Material supplied section start

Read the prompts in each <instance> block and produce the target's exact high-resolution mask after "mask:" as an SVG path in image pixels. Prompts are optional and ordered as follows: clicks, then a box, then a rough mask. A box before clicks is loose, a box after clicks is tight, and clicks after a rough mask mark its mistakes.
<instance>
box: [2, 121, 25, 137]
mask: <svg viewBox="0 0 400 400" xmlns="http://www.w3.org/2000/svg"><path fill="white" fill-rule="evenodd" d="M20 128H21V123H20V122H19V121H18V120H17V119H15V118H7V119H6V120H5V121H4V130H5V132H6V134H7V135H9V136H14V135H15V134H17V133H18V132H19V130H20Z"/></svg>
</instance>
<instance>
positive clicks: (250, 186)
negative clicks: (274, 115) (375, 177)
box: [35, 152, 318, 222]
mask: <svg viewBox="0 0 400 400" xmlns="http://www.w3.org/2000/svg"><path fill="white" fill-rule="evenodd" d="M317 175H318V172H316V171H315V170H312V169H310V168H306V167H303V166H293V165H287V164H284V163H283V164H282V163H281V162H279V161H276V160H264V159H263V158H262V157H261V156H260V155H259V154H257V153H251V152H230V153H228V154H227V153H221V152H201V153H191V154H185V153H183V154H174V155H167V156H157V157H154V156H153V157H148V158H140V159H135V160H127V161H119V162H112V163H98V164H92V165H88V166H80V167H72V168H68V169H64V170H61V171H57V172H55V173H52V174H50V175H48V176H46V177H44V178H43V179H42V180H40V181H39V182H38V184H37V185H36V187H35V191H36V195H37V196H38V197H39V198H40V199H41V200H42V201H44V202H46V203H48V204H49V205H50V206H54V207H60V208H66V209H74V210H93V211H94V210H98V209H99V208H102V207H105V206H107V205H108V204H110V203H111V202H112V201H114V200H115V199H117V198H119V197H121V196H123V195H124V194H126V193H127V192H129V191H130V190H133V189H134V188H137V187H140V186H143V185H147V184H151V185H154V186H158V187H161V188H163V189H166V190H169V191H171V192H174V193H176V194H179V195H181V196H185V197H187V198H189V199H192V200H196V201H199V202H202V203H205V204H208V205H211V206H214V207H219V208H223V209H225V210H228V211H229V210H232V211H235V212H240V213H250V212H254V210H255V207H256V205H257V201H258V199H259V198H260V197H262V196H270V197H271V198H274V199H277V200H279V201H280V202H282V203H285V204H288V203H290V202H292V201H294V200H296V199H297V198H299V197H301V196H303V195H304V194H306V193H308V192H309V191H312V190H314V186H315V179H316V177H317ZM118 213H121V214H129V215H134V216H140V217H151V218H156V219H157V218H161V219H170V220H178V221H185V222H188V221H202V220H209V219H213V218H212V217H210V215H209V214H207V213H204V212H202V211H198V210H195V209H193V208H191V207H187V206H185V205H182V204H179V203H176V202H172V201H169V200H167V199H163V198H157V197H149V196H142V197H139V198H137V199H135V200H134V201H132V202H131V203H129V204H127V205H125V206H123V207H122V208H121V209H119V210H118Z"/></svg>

Material supplied section end

What you return should match the listing above exactly.

Read the prompts in each <instance> block and produce the target's exact high-resolution mask after "mask:" as an SVG path in image pixels. Prompts are optional and ordered as follows: clicks, then a box, then a rough mask. A box before clicks is loose, a box after clicks is tight, and clicks after a rough mask mark its mistakes.
<instance>
box: [2, 121, 25, 137]
mask: <svg viewBox="0 0 400 400" xmlns="http://www.w3.org/2000/svg"><path fill="white" fill-rule="evenodd" d="M20 128H21V123H20V122H19V121H18V120H17V119H15V118H7V119H6V120H5V121H4V130H5V132H6V134H7V135H9V136H14V135H15V134H17V133H18V132H19V130H20Z"/></svg>
</instance>
<instance>
positive clicks: (250, 186)
negative clicks: (274, 115) (375, 177)
box: [35, 152, 318, 222]
mask: <svg viewBox="0 0 400 400" xmlns="http://www.w3.org/2000/svg"><path fill="white" fill-rule="evenodd" d="M317 175H318V172H316V171H315V170H312V169H310V168H306V167H303V166H293V165H287V164H284V163H283V164H282V163H281V162H279V161H276V160H264V159H263V158H262V157H261V156H260V155H259V154H257V153H251V152H230V153H228V154H227V153H221V152H201V153H191V154H185V153H183V154H174V155H167V156H157V157H154V156H153V157H148V158H140V159H135V160H127V161H119V162H112V163H98V164H92V165H88V166H80V167H72V168H68V169H64V170H61V171H57V172H55V173H52V174H50V175H48V176H46V177H44V178H43V179H42V180H40V181H39V182H38V184H37V185H36V187H35V191H36V195H37V196H38V197H39V198H40V199H41V200H42V201H44V202H46V203H48V204H49V205H50V206H54V207H60V208H66V209H74V210H93V211H94V210H98V209H99V208H102V207H105V206H107V205H108V204H110V203H111V202H112V201H114V200H115V199H117V198H119V197H121V196H123V195H124V194H126V193H127V192H129V191H130V190H133V189H134V188H137V187H140V186H143V185H147V184H151V185H154V186H158V187H161V188H163V189H166V190H169V191H171V192H174V193H176V194H179V195H181V196H185V197H187V198H189V199H192V200H196V201H199V202H202V203H205V204H208V205H211V206H214V207H219V208H223V209H225V210H228V211H229V210H232V211H235V212H240V213H250V212H254V210H255V207H256V205H257V201H258V199H259V198H260V197H262V196H270V197H271V198H274V199H277V200H279V201H280V202H282V203H285V204H288V203H290V202H292V201H294V200H296V199H297V198H299V197H301V196H303V195H304V194H306V193H308V192H309V191H312V190H314V186H315V179H316V177H317ZM118 213H121V214H129V215H134V216H140V217H151V218H156V219H157V218H161V219H170V220H178V221H185V222H188V221H202V220H209V219H213V218H212V217H210V215H209V214H207V213H204V212H202V211H198V210H195V209H193V208H191V207H187V206H185V205H182V204H179V203H176V202H172V201H169V200H167V199H163V198H157V197H149V196H142V197H139V198H137V199H135V200H134V201H132V202H131V203H129V204H127V205H125V206H123V207H122V208H121V209H119V210H118Z"/></svg>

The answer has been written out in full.